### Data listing

+++

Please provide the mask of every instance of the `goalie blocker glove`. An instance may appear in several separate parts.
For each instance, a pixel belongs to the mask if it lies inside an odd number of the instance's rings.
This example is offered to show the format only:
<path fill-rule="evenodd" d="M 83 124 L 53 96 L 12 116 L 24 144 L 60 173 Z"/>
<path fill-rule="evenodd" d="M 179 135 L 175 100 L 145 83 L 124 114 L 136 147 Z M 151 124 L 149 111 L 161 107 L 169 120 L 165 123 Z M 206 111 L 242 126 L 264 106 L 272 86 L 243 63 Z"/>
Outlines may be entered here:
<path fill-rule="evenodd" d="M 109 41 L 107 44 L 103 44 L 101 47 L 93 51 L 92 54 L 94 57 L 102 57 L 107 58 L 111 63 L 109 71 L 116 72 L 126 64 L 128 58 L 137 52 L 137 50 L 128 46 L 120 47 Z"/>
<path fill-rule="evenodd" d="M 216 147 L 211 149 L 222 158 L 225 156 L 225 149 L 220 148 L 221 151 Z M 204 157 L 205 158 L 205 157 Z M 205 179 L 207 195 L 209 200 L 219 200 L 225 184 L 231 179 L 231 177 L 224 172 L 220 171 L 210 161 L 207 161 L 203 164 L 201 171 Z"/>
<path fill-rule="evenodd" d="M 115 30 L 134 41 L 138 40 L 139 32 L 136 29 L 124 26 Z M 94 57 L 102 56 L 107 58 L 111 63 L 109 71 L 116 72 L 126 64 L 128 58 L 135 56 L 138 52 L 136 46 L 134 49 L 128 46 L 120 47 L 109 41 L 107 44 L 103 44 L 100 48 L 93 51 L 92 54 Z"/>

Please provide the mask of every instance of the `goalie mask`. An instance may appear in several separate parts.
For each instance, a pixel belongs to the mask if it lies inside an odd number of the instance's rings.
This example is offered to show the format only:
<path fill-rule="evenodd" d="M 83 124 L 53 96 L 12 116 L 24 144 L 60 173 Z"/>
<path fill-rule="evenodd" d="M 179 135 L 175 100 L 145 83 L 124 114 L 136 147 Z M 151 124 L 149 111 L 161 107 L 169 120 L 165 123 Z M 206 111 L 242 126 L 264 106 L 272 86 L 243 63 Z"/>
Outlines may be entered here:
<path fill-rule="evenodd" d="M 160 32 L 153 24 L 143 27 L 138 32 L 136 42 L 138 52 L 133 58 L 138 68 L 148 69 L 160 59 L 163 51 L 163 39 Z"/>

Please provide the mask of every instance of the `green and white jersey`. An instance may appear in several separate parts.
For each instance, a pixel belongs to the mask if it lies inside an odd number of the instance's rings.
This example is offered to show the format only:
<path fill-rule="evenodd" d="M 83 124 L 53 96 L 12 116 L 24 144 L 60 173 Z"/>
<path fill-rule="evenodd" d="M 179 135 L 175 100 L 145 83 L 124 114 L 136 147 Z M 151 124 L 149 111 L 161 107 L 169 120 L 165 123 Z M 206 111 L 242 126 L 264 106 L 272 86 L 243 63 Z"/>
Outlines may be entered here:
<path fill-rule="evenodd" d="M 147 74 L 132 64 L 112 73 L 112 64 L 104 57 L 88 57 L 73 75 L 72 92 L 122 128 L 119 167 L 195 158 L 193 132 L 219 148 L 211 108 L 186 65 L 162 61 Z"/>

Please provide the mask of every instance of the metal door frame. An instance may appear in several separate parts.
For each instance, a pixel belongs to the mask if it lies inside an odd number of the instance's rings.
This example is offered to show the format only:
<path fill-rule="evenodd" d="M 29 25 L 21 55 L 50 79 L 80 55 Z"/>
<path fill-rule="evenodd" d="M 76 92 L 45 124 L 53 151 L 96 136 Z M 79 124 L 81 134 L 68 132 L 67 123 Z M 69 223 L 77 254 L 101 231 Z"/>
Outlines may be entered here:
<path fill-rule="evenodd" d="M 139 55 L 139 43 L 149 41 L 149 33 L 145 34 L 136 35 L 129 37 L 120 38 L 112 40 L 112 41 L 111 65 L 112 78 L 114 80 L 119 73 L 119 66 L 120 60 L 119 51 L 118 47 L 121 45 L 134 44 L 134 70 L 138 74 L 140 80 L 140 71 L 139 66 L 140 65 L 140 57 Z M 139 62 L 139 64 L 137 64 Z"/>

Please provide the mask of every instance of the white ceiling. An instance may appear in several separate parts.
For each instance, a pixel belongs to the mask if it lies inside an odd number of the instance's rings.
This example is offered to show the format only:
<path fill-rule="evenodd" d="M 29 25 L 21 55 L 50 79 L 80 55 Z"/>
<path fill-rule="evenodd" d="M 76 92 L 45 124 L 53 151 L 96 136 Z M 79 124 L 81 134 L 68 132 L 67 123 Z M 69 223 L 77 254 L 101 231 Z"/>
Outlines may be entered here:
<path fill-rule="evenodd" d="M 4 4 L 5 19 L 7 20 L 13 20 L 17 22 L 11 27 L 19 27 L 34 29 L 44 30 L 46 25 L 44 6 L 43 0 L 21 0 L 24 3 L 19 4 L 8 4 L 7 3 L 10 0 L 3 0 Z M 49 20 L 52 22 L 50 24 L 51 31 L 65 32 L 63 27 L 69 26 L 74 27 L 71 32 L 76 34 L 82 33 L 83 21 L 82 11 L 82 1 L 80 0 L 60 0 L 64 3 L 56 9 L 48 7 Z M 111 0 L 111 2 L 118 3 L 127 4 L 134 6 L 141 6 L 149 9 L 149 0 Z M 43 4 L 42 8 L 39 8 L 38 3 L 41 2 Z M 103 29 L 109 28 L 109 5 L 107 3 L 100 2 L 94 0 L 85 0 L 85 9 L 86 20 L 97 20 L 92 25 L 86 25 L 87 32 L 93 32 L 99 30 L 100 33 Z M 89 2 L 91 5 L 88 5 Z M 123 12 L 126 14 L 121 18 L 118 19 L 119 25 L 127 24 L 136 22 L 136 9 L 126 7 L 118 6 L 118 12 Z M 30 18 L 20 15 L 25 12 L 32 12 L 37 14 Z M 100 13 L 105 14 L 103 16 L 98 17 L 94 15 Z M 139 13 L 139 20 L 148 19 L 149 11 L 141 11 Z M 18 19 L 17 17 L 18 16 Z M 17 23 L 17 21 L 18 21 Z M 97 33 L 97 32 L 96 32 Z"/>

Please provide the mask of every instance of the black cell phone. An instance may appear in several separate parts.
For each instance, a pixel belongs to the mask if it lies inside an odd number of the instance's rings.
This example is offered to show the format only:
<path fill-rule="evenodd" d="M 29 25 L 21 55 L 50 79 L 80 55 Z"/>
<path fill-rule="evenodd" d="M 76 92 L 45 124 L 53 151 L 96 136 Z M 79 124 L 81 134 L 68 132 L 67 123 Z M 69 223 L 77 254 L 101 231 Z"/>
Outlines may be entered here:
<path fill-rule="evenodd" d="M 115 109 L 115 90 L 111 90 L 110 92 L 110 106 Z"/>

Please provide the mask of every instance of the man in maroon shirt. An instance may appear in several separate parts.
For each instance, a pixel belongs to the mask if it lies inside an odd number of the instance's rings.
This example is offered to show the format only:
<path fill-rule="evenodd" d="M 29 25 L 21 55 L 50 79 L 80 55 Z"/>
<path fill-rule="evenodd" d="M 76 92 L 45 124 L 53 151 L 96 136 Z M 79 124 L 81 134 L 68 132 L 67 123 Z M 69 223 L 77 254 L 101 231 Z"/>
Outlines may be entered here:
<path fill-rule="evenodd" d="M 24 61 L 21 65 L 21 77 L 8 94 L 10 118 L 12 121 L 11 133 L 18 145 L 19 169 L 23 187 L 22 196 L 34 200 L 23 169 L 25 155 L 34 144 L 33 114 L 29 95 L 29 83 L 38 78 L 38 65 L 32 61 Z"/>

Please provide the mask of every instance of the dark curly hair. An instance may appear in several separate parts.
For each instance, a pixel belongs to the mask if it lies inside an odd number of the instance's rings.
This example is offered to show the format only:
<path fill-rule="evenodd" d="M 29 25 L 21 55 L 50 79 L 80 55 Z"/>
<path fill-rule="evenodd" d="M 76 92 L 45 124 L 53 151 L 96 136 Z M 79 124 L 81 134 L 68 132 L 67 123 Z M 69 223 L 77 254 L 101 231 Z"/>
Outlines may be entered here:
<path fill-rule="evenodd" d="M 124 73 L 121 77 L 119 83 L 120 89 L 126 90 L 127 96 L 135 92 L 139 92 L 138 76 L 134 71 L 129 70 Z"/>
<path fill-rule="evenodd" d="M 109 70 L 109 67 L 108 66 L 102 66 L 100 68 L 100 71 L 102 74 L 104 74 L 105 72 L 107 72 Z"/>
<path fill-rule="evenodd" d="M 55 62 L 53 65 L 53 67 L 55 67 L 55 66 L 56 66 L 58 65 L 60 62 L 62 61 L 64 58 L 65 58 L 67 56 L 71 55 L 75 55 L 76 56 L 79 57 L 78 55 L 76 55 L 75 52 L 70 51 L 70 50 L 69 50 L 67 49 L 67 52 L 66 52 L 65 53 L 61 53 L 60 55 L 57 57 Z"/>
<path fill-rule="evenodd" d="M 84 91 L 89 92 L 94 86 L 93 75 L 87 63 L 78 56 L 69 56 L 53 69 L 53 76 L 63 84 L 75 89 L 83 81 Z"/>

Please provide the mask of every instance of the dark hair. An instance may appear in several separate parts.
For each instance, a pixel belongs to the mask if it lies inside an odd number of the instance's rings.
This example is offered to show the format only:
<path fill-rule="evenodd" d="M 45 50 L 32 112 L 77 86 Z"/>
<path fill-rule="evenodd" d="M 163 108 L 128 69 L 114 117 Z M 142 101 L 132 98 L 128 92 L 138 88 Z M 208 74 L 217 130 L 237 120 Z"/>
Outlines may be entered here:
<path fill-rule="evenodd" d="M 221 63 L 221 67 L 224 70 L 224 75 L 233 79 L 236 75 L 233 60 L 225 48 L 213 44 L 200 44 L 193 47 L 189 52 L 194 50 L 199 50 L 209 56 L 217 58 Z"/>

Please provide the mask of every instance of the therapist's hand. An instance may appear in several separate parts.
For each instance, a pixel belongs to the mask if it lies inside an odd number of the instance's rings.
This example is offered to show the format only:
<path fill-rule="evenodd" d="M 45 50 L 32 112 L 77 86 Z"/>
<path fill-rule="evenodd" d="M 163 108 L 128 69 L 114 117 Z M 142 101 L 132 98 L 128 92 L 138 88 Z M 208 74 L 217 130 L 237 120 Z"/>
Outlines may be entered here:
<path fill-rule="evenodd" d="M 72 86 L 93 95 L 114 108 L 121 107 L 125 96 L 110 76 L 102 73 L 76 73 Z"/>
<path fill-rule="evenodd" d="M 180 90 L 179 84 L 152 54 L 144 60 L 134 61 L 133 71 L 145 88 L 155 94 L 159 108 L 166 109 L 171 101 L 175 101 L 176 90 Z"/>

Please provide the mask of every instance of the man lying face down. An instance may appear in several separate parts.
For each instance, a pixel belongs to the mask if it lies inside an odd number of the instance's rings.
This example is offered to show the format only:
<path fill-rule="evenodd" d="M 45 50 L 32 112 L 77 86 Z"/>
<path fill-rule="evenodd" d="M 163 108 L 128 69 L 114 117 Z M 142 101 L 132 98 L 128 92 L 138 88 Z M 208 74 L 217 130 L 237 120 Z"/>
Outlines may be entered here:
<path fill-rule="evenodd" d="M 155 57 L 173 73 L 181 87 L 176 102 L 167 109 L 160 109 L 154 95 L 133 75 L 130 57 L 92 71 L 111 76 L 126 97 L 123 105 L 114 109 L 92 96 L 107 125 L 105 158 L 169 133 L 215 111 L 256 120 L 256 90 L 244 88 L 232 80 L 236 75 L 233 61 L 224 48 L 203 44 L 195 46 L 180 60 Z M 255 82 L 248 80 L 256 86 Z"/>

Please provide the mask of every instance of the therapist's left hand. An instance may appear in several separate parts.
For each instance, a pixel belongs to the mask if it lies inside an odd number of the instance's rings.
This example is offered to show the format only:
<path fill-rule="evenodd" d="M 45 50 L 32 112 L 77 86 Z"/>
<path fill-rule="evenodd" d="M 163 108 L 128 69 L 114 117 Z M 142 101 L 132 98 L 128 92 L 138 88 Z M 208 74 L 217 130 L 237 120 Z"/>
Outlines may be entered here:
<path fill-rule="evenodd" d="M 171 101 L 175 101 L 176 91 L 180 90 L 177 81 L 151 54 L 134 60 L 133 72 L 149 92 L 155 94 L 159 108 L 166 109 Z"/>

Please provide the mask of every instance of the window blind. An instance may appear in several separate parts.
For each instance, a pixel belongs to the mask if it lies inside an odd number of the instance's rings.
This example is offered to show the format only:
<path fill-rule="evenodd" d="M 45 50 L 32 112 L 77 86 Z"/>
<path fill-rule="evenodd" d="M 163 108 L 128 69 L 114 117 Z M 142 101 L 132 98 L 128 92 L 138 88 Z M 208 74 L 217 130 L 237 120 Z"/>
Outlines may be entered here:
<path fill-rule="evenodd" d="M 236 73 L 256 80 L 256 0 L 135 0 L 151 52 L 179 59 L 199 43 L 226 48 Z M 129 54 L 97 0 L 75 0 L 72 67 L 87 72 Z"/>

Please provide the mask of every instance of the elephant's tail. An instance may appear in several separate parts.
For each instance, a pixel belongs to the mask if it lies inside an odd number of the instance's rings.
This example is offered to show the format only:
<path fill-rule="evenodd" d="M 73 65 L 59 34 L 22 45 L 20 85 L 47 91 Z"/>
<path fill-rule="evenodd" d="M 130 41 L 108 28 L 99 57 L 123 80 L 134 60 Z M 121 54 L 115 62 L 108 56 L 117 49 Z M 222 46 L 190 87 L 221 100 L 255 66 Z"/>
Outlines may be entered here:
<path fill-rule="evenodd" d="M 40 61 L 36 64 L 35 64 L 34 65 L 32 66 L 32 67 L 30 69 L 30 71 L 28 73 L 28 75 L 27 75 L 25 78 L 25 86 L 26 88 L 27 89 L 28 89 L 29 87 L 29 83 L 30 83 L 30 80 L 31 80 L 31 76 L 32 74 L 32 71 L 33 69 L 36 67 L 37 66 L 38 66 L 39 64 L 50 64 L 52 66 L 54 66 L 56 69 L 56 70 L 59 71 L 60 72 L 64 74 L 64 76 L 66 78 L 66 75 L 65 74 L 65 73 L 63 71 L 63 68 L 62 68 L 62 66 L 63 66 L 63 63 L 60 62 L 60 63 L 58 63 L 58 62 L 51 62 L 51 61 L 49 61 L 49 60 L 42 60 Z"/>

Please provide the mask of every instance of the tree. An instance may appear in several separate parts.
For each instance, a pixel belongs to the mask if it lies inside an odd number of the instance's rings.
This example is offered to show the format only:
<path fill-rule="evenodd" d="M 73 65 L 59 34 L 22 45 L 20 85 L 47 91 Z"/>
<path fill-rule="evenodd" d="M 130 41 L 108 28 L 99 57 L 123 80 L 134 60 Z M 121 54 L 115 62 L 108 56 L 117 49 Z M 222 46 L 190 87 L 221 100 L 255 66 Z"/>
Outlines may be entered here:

+++

### Task details
Each line from the one containing "Please provide the mask of every instance of the tree." to the end of the listing above should be copied exactly, and nothing else.

### Written response
Please provide the mask of every instance of the tree. An instance may appear in several separate parts.
For each instance, a pixel belongs to the mask if it lies inside an odd number of the instance's rings.
This example is offered to show the format only:
<path fill-rule="evenodd" d="M 73 65 L 59 34 L 22 45 L 20 85 L 47 91 Z"/>
<path fill-rule="evenodd" d="M 130 41 L 108 28 L 99 57 L 123 80 L 134 60 Z M 121 54 L 115 62 L 108 56 L 117 49 Z M 222 46 L 190 87 L 221 100 L 255 66 Z"/>
Outlines may be entered here:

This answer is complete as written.